▶ The task
Locate every line in the items below that contains the word "each", and copy all such lines in full.

▶ Recorded data
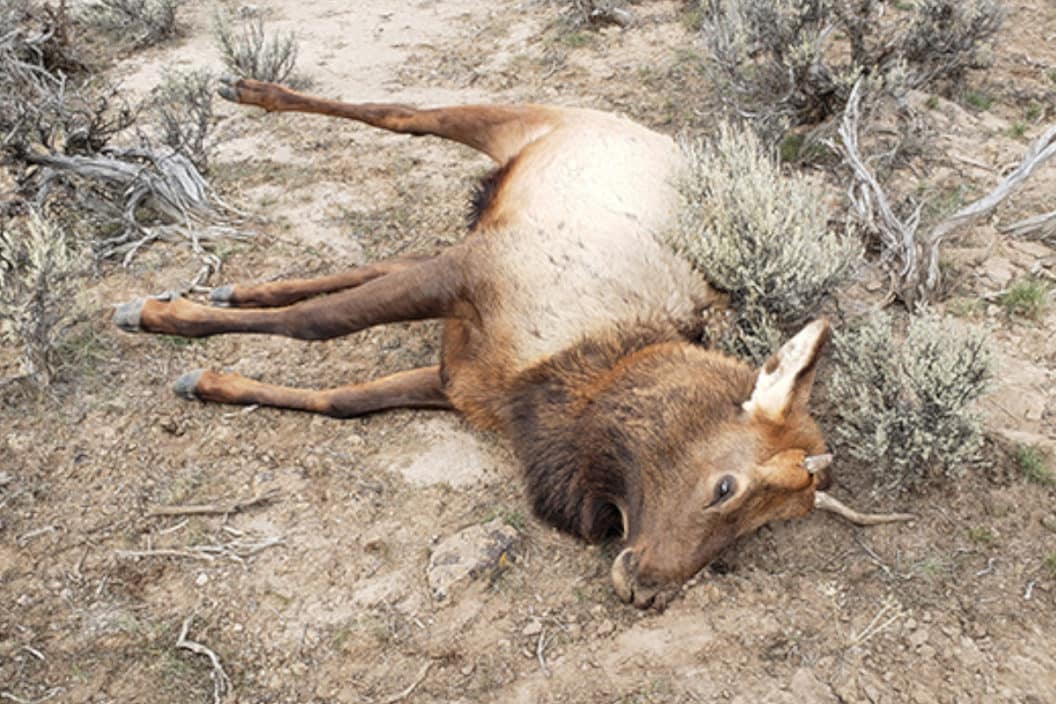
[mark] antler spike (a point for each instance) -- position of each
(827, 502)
---
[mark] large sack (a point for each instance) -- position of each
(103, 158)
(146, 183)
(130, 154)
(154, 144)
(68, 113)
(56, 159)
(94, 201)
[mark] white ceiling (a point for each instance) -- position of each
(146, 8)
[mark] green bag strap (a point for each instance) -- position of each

▶ Correct answer
[mark] antler spike (a point for each instance) -- position of each
[mark] large sack (a point for each instance) -- position of each
[mark] white ceiling (a point for each instance) -- position of each
[mark] green bag strap (a point for each instance) -- position of each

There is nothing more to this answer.